■ TASK OBJECTIVE ■
In the material below, the required lines run from the one containing "the rubber outsole" through the one containing "the shoe lace". Copy those lines exactly, ends included, and nothing else.

■ THE DATA ■
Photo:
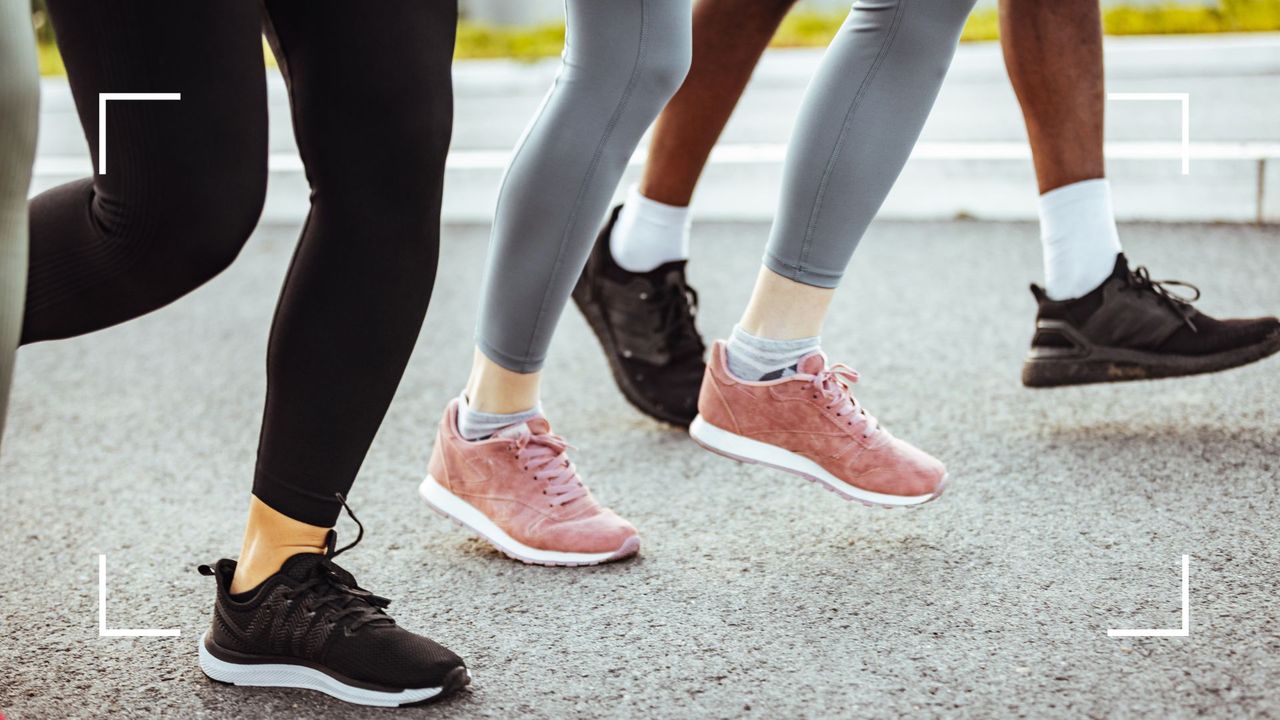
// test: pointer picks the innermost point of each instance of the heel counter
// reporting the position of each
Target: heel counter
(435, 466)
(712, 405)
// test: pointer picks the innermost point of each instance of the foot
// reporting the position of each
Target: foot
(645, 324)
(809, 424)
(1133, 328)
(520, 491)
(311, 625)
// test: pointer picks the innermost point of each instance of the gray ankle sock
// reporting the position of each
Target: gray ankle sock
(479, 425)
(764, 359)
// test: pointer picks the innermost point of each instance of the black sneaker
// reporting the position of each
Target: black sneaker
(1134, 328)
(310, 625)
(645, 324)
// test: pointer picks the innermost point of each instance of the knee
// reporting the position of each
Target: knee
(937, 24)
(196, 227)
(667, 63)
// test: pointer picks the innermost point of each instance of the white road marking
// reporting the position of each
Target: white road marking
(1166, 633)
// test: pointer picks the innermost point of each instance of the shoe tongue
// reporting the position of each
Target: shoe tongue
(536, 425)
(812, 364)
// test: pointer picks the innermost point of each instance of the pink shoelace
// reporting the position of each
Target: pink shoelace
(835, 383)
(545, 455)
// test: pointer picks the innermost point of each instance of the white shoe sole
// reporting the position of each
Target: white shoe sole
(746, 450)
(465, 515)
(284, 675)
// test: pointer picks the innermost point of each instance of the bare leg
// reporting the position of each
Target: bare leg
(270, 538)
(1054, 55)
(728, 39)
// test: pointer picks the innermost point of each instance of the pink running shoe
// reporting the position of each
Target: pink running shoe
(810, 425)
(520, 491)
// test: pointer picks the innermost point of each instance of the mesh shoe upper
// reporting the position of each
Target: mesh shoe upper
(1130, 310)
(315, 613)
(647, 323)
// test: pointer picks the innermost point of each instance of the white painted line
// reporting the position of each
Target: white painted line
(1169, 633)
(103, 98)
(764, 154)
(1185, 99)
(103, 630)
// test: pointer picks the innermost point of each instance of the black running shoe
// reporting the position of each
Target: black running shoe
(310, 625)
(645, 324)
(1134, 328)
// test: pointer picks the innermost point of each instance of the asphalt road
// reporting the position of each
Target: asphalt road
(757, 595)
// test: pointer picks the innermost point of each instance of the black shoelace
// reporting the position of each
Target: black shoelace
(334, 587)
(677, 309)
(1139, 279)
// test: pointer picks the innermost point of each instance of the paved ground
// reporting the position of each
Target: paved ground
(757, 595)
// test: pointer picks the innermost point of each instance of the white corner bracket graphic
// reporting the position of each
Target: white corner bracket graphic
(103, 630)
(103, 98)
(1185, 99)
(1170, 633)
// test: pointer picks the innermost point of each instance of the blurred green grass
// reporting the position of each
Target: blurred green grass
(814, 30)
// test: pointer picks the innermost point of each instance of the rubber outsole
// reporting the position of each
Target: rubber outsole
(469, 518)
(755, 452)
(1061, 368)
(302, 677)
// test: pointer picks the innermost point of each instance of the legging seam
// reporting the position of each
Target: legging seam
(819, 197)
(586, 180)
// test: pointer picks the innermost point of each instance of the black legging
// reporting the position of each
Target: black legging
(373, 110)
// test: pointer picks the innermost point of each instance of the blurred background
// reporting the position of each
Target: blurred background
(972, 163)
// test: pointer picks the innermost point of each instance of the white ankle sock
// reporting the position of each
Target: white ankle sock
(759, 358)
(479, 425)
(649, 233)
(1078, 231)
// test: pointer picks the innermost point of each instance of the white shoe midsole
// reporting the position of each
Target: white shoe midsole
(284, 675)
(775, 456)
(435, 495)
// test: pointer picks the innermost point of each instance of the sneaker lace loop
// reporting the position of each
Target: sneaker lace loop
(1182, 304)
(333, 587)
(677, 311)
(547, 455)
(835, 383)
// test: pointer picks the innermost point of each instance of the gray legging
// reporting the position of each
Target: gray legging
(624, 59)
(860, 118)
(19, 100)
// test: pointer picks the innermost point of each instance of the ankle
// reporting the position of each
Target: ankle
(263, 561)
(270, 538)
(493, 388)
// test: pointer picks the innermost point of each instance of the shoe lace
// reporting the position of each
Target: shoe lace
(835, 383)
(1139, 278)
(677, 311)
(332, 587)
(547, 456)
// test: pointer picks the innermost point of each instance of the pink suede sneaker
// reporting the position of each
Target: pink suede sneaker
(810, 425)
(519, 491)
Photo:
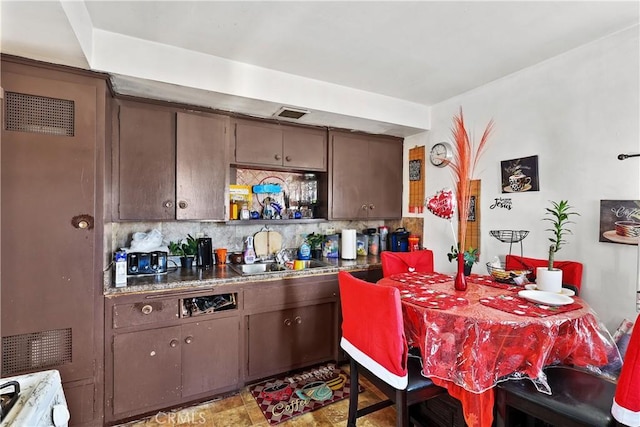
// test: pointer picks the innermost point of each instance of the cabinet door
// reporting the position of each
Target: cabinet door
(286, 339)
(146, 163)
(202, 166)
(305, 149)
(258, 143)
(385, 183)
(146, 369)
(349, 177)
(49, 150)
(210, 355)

* * *

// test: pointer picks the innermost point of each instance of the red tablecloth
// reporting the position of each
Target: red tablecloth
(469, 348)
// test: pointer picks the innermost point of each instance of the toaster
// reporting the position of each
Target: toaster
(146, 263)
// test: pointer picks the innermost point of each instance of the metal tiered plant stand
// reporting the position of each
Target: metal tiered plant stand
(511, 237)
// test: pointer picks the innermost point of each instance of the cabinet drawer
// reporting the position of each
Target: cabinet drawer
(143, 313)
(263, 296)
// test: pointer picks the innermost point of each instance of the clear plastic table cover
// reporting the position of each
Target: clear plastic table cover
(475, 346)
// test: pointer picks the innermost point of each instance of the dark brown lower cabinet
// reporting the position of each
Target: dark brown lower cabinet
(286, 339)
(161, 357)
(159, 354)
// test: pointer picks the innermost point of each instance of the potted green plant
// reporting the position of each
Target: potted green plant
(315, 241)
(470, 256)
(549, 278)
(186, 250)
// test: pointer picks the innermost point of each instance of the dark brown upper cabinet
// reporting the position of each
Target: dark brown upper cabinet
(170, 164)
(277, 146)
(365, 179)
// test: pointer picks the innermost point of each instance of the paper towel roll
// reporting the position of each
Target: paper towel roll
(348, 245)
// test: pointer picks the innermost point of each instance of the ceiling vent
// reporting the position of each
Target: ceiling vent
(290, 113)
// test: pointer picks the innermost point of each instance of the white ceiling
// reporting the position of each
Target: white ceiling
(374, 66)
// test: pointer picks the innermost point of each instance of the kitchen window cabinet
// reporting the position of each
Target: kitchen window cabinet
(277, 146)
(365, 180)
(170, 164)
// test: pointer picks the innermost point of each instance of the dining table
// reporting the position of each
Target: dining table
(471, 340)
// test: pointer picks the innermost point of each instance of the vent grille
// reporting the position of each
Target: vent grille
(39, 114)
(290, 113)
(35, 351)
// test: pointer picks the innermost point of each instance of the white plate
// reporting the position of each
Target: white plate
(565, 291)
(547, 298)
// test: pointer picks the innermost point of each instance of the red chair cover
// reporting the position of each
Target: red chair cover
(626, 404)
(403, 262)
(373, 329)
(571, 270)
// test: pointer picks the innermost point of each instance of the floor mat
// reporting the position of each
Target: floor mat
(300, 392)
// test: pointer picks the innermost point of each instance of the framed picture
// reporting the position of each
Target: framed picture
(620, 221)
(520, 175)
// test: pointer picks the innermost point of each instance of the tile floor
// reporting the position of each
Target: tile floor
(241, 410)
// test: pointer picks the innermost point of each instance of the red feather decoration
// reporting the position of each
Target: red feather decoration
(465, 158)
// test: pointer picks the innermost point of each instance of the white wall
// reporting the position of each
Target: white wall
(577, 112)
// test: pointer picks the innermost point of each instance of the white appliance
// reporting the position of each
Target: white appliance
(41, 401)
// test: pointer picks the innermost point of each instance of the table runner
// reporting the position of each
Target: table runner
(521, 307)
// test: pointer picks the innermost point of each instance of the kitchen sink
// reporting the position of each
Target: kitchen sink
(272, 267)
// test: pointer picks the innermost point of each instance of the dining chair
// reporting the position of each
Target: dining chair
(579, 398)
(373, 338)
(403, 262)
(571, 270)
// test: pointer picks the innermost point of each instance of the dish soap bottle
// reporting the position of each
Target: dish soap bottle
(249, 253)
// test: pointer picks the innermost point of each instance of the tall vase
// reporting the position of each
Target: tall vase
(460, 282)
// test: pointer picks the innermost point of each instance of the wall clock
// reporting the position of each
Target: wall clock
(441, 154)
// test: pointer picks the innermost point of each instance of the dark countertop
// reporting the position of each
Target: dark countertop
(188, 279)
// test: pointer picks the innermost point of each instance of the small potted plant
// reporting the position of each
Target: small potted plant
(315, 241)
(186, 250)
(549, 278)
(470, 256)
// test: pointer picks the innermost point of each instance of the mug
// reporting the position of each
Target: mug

■ ANSWER BOX ■
// test: pointer picks the innermost point of each instance of the rubber outsole
// reporting the position of each
Target: rubber outsole
(469, 518)
(755, 452)
(1061, 368)
(302, 677)
// test: pointer picks the innermost point of each instance of the legging seam
// reporting the position of each
Target: legging seam
(819, 197)
(586, 180)
// test: pointer picks the innermost point of each instance of the black legging
// reporting the position of each
Target: black legging
(373, 110)
// test: pointer picks the innermost point of each instance of the blurred background
// reporting the position of each
Target: blurred background
(972, 163)
// test: pointer picks the innermost point of each instance of the white ankle sock
// reporting the position of each
Target: white ankle sock
(759, 358)
(479, 425)
(649, 233)
(1078, 231)
// test: pointer picks the innermost point of each instance of the white shoe midsole
// reporting the position of each
Target: white shoe midsole
(284, 675)
(775, 456)
(435, 495)
// test: pointer picks the innermost point of each instance of the sneaker lace loop
// reporting the position of each
Target: sneaker lace loop
(1182, 304)
(333, 587)
(677, 311)
(547, 455)
(835, 383)
// test: pointer picks the innermost point of each instance of the gray legging
// reporting the position of each
Target: gray legging
(624, 59)
(860, 118)
(19, 100)
// test: pointer picks the innermost point of each instance of the ankle
// reporting the position of each
Target: ankle
(263, 561)
(270, 538)
(493, 388)
// test: pointer picks the innermost point of each instance of the shoe lace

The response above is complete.